**Material shown:**
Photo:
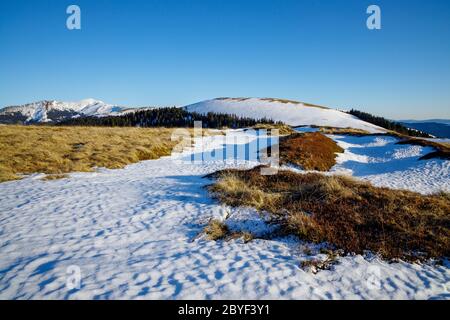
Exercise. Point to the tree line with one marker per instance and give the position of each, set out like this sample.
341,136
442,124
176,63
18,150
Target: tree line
167,117
388,124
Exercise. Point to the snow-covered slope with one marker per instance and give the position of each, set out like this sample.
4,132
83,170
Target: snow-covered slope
290,112
50,110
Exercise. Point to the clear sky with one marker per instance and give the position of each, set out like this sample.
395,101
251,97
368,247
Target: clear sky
176,52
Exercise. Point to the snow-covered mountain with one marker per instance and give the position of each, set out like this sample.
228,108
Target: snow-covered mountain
290,112
53,111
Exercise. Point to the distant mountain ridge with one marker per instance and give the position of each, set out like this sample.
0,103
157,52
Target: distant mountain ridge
55,111
439,128
293,113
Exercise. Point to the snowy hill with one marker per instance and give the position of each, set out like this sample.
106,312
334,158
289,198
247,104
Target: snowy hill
290,112
50,110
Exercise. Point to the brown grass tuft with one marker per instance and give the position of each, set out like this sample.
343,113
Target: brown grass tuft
283,129
311,151
59,150
351,215
216,230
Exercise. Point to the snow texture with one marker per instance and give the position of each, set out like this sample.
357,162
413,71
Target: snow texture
291,113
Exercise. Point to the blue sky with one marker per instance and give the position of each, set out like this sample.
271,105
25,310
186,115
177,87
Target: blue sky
175,52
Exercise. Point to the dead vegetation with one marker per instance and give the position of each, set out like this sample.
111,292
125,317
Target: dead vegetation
60,150
350,215
218,230
442,150
283,129
310,151
345,131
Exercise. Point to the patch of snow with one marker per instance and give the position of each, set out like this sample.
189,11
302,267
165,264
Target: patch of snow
291,113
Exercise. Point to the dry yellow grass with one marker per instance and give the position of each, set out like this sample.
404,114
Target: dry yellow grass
283,129
59,150
348,214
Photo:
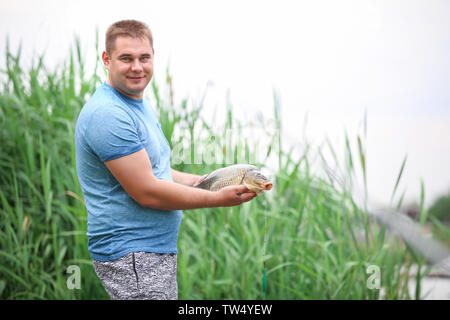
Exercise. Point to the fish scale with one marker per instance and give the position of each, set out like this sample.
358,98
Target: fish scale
236,175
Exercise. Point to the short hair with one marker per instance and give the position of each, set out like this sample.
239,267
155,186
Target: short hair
126,28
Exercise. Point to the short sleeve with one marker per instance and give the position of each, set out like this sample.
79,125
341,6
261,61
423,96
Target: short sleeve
112,133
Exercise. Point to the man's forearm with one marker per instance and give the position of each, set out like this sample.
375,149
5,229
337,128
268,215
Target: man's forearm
187,179
166,195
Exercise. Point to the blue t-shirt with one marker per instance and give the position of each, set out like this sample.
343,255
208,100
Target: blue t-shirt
112,125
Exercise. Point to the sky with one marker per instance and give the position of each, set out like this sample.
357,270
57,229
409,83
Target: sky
328,61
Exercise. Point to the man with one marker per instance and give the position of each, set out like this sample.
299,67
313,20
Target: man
133,197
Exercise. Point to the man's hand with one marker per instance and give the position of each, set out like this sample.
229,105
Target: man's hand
134,173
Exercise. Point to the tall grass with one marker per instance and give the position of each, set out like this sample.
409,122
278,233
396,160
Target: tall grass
319,240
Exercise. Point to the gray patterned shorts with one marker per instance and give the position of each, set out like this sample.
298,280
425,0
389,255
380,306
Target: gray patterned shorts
140,276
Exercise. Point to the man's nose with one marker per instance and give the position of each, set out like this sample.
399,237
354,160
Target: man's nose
136,65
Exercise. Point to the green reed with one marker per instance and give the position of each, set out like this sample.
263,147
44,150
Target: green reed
319,240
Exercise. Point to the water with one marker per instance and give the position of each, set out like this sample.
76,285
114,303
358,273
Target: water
330,62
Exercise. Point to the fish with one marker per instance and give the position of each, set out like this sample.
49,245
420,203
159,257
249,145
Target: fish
237,174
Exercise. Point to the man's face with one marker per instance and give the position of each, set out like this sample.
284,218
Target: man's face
130,66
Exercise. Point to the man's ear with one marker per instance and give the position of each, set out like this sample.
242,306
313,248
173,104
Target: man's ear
106,59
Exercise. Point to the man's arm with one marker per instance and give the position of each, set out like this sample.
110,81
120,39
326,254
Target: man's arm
187,179
134,173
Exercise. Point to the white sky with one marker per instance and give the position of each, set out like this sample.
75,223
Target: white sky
328,59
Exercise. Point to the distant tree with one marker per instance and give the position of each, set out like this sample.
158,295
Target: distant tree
440,209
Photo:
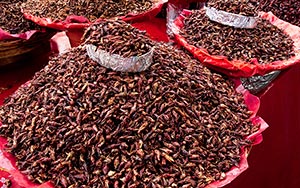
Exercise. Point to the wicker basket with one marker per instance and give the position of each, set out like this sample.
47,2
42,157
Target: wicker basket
12,51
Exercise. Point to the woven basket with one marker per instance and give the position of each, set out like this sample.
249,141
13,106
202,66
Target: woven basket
15,50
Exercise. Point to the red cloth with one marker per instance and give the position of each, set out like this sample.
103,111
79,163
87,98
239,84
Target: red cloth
238,68
80,22
158,32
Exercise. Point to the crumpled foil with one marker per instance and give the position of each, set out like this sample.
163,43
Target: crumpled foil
119,63
256,84
230,19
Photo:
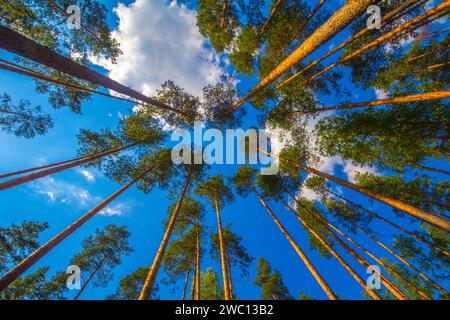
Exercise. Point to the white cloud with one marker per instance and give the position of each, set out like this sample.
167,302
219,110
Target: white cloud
161,42
88,175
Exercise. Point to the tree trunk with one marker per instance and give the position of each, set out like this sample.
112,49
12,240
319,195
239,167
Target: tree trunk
186,281
29,261
90,278
387,283
373,214
323,284
400,258
346,266
16,43
76,162
380,262
418,166
197,262
272,13
151,277
387,36
345,43
224,14
226,281
340,19
397,204
403,99
303,26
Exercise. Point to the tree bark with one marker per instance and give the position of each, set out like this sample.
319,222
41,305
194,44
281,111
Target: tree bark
151,277
272,13
403,99
16,43
346,266
397,31
31,177
340,19
323,284
29,261
389,16
373,214
89,279
397,293
226,281
397,204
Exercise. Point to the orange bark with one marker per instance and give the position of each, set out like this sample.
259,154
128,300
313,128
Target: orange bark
153,272
29,261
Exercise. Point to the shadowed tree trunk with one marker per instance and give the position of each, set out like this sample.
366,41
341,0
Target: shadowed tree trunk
323,284
340,19
151,277
403,99
16,43
29,261
346,266
226,281
345,43
67,165
89,279
397,204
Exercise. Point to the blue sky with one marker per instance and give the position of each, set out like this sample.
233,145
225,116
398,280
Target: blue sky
62,198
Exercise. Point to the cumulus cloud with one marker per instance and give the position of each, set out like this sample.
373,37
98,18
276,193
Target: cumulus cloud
161,42
88,175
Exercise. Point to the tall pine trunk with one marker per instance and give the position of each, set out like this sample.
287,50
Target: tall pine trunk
90,278
31,177
403,99
29,261
16,43
226,281
333,252
397,204
340,19
322,283
151,277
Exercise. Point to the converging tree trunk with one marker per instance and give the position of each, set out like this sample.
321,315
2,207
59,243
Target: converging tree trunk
322,283
340,19
29,261
226,281
16,43
90,278
346,266
151,277
66,165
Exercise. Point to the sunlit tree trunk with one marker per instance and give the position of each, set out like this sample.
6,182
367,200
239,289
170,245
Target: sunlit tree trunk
389,35
226,281
340,19
90,278
403,99
272,13
346,266
151,277
67,165
389,16
303,25
29,261
397,293
323,284
397,204
16,43
373,214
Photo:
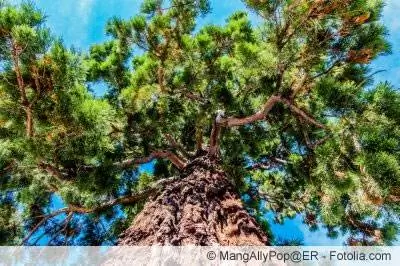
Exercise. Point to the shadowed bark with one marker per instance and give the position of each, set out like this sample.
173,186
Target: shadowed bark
200,208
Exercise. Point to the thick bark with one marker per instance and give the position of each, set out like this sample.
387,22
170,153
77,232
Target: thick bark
200,208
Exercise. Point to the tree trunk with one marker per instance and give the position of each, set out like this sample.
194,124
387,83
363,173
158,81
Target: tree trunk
29,122
200,208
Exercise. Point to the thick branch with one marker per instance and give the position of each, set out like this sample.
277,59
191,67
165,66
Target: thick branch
175,160
302,114
260,115
46,218
131,199
177,146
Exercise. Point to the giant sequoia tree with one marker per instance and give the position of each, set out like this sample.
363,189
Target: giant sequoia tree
236,120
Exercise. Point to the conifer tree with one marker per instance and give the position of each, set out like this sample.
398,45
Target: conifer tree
237,120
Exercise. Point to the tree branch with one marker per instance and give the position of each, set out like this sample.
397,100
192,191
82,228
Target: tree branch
46,218
260,115
175,160
178,146
302,114
131,199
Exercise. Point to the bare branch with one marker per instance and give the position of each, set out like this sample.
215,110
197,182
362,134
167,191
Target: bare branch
260,115
178,146
46,218
302,114
131,199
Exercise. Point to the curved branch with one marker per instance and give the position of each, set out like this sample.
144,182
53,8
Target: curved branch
175,160
46,218
131,199
260,115
302,114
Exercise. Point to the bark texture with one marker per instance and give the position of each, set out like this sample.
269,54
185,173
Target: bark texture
200,208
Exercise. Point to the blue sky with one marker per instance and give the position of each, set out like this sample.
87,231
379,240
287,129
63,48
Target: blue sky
81,23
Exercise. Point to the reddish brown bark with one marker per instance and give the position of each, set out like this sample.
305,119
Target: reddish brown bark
200,208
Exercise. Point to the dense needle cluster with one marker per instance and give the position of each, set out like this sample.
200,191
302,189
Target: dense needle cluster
300,129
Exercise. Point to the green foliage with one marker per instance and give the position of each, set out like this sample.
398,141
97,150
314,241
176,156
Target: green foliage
167,82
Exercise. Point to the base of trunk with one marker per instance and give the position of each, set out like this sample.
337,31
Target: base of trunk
201,208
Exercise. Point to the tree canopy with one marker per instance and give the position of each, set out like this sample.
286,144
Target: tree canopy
288,107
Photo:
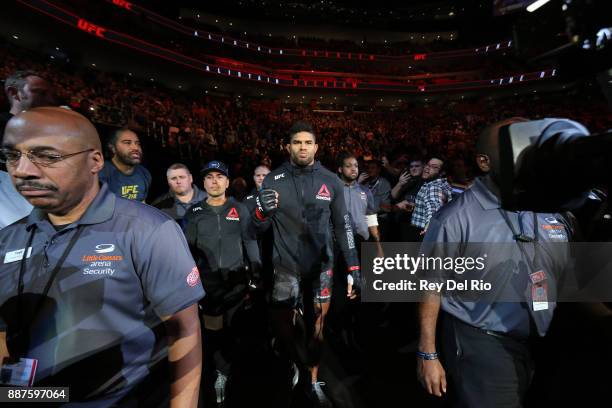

**What is needed:**
Set down exactly the lines of the entries above from the one holding "Exercise. Point to the green foliage" through the last one, including both, with the pictures left out.

**Written reply:**
Exercise. Point to the green foliage with one marker per instance and give the position of each, set out like this sample.
398,141
97,150
314,241
176,156
Target: green foliage
167,82
Exercise. Point to the base of trunk with one marker per instance and give the position of each, set out like this sample.
337,31
Target: base of trunk
201,208
Exercise. Point to the tree canopy with one marker per instance and give the position of each, set out like this sample.
286,144
Target: tree canopy
288,107
Photo:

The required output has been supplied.